> [Your instructions]: Please report how many lines of the listing hold the word "positive". Add nothing to the number.

> [Record excerpts]:
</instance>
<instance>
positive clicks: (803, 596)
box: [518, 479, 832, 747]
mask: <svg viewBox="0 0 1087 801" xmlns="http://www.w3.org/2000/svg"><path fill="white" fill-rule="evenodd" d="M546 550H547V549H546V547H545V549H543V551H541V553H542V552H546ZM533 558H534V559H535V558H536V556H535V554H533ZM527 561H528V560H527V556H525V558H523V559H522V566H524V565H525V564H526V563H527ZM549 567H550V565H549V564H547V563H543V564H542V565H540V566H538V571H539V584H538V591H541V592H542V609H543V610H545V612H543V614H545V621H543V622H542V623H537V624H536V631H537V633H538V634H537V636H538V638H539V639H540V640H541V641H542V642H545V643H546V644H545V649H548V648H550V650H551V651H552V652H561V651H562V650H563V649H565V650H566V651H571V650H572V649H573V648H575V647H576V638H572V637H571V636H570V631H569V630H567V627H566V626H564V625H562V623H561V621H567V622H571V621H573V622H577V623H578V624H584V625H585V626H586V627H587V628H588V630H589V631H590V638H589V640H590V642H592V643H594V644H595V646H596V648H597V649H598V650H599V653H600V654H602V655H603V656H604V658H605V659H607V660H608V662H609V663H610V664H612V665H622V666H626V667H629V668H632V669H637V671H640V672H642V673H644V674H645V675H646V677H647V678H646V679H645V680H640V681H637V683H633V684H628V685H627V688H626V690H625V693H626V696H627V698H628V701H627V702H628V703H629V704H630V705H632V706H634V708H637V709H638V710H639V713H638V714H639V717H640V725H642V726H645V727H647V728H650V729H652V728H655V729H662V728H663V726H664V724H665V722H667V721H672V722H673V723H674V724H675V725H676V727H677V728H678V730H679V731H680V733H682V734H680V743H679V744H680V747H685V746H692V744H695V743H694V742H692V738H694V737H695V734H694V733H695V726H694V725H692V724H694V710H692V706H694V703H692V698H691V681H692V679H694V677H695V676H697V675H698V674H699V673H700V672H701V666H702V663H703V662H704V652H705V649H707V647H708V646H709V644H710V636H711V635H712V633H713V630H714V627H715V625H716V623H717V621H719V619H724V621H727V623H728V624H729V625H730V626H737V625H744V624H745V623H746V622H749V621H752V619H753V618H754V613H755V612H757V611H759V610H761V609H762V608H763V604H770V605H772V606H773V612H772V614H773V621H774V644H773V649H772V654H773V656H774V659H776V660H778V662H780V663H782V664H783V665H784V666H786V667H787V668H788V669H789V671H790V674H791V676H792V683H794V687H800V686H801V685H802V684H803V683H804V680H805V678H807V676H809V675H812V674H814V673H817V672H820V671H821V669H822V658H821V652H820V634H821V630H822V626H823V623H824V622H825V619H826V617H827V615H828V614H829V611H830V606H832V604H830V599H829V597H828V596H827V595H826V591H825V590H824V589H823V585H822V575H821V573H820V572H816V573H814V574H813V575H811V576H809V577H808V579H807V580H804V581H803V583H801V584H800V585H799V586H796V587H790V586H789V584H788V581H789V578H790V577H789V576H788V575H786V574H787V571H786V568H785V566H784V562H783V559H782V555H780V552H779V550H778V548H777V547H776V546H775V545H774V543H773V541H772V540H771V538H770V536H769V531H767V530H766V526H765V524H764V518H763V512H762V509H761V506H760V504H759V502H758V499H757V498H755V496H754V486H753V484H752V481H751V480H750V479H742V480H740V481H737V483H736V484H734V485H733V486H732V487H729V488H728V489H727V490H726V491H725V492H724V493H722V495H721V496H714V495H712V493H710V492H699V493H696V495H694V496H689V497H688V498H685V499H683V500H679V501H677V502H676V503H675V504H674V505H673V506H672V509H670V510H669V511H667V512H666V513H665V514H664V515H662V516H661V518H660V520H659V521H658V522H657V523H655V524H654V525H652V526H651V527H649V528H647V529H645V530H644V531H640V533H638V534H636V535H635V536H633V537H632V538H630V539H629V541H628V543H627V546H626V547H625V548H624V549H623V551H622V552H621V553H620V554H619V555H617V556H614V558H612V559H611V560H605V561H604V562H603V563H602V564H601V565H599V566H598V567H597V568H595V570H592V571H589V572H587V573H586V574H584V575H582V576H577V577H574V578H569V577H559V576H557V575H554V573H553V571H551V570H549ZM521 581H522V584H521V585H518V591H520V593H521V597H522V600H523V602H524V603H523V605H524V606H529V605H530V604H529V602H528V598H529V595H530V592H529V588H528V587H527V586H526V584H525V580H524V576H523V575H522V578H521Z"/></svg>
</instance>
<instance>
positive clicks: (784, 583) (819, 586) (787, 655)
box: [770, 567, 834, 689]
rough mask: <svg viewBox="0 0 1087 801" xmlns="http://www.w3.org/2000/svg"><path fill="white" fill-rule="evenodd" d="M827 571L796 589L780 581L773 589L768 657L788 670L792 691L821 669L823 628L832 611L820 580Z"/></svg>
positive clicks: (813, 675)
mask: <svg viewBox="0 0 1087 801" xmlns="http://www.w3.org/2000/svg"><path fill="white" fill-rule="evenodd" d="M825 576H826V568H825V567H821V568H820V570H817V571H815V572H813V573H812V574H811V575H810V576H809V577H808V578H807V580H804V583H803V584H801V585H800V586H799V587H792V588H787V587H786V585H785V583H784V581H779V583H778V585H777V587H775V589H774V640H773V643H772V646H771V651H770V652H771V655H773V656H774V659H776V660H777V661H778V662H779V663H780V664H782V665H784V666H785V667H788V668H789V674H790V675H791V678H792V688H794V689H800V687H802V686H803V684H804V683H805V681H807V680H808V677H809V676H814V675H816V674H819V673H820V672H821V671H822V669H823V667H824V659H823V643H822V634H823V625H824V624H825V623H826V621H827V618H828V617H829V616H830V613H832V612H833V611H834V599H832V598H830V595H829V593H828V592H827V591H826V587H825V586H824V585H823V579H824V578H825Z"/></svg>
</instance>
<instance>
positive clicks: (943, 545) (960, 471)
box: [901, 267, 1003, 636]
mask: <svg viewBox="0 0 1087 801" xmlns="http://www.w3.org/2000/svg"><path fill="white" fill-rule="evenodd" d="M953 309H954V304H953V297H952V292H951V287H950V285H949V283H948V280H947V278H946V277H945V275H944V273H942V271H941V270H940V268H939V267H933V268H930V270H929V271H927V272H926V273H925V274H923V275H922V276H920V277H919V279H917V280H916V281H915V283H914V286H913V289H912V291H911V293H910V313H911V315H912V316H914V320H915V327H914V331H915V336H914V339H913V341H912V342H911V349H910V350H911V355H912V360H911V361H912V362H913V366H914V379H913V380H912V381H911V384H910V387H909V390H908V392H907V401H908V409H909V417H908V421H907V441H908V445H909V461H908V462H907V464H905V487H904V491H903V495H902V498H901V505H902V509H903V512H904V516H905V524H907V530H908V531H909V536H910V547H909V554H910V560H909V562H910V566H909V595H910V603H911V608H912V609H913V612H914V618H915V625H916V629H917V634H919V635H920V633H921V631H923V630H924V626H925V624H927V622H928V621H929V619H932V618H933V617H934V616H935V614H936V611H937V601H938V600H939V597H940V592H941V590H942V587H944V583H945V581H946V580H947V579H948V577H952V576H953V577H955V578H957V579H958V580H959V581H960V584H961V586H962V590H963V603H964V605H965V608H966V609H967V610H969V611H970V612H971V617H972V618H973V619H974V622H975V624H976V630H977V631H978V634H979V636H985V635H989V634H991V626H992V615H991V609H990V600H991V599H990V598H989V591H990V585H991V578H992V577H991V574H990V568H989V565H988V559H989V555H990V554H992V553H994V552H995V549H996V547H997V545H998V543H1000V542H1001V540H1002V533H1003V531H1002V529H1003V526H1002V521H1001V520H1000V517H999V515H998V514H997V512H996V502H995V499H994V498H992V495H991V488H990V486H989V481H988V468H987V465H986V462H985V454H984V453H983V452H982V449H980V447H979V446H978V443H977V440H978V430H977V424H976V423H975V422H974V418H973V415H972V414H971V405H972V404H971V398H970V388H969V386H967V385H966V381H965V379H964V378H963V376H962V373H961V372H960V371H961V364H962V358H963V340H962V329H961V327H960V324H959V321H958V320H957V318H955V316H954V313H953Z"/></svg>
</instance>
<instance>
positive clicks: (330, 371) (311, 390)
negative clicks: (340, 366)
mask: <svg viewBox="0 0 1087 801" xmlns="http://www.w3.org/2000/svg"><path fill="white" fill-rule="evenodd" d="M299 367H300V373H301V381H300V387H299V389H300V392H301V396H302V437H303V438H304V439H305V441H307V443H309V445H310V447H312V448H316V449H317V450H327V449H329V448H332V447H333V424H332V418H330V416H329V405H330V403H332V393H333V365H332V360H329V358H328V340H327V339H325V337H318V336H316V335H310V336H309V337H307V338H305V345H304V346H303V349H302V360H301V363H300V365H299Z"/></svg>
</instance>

> [Task answer]: 5